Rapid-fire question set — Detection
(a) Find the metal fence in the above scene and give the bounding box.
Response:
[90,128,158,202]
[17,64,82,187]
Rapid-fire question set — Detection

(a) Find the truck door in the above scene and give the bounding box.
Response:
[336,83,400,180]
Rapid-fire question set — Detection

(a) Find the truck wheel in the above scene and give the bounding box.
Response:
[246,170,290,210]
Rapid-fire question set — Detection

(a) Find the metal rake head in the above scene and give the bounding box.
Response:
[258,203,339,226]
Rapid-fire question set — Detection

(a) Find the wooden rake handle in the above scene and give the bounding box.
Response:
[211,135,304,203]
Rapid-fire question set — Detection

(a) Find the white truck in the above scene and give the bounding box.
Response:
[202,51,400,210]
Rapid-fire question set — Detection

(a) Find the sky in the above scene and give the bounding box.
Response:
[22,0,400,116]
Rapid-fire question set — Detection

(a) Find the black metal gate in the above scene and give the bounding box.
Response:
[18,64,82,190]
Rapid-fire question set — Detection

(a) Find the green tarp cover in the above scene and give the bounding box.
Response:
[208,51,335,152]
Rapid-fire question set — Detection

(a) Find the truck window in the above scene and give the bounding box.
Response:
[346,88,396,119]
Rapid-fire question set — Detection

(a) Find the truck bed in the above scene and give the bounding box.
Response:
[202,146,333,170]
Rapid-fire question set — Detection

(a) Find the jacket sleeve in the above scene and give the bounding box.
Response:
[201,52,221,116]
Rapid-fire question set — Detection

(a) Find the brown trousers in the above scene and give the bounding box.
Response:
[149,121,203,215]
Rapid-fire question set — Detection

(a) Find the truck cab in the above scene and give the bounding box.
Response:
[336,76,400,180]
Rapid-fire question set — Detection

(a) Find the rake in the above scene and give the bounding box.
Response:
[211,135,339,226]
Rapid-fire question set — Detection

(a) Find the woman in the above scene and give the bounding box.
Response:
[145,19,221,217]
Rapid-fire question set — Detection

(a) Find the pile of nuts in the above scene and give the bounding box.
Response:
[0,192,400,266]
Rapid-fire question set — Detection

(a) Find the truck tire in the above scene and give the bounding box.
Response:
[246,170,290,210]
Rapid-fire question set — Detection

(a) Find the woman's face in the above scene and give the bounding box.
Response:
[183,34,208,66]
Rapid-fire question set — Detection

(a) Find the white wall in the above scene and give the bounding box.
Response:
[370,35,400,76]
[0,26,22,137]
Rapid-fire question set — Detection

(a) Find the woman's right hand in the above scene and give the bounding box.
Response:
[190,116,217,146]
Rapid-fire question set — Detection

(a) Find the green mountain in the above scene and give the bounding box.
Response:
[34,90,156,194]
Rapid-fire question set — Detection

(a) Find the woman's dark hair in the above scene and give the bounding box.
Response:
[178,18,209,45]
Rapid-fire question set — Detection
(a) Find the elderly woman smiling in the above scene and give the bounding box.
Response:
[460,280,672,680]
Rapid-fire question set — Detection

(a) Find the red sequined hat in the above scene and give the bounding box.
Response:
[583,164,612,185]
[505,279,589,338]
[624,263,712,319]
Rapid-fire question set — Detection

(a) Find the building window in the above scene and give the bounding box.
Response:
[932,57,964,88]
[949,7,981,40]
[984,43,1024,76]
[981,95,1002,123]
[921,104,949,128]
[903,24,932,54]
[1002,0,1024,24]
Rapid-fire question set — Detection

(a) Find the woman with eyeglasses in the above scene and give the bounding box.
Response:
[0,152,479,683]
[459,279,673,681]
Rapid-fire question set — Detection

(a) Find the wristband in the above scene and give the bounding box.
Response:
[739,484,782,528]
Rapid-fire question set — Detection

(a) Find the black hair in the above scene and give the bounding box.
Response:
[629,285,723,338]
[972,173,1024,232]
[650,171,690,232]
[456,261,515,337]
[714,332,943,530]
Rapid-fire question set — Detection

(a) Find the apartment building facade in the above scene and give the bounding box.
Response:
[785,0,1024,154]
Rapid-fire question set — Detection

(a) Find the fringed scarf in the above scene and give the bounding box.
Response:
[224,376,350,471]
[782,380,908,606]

> [TO DO]
Rewrite the entries from the very first line through the line containing "[22,0,400,116]", changing "truck" to "pickup" wherever it appears and leaving everything else as it is.

> [SOLUTION TO THE PROBLEM]
Rapid-fire question set — Detection
(a) Find the metal fence in the above scene and give the bounding box.
Response:
[90,128,158,202]
[17,64,82,187]
Rapid-fire question set — Detection

(a) Find the pickup door in the above scene and give the bounding box.
Response:
[336,83,400,180]
Rapid-fire question set — Detection

(a) Find the pickup wheel in the above scene and give the bounding box.
Response:
[246,170,290,210]
Rapid-fire question set — Detection

(a) Find the metal rake head in the above scene and give the bounding box.
Response:
[258,203,339,226]
Rapid-fire question set — Detection

(a) Find the wooden rake handle in the above scene and give the bounding box.
Response:
[211,135,304,203]
Rapid-fire question set — Detection

(a) Find the white pickup in the above scene and give the bounding box.
Response:
[202,51,400,210]
Rapid-fire question set — Detection

(a) Find the sky in the above scene and give the bounding box.
Response:
[22,0,400,116]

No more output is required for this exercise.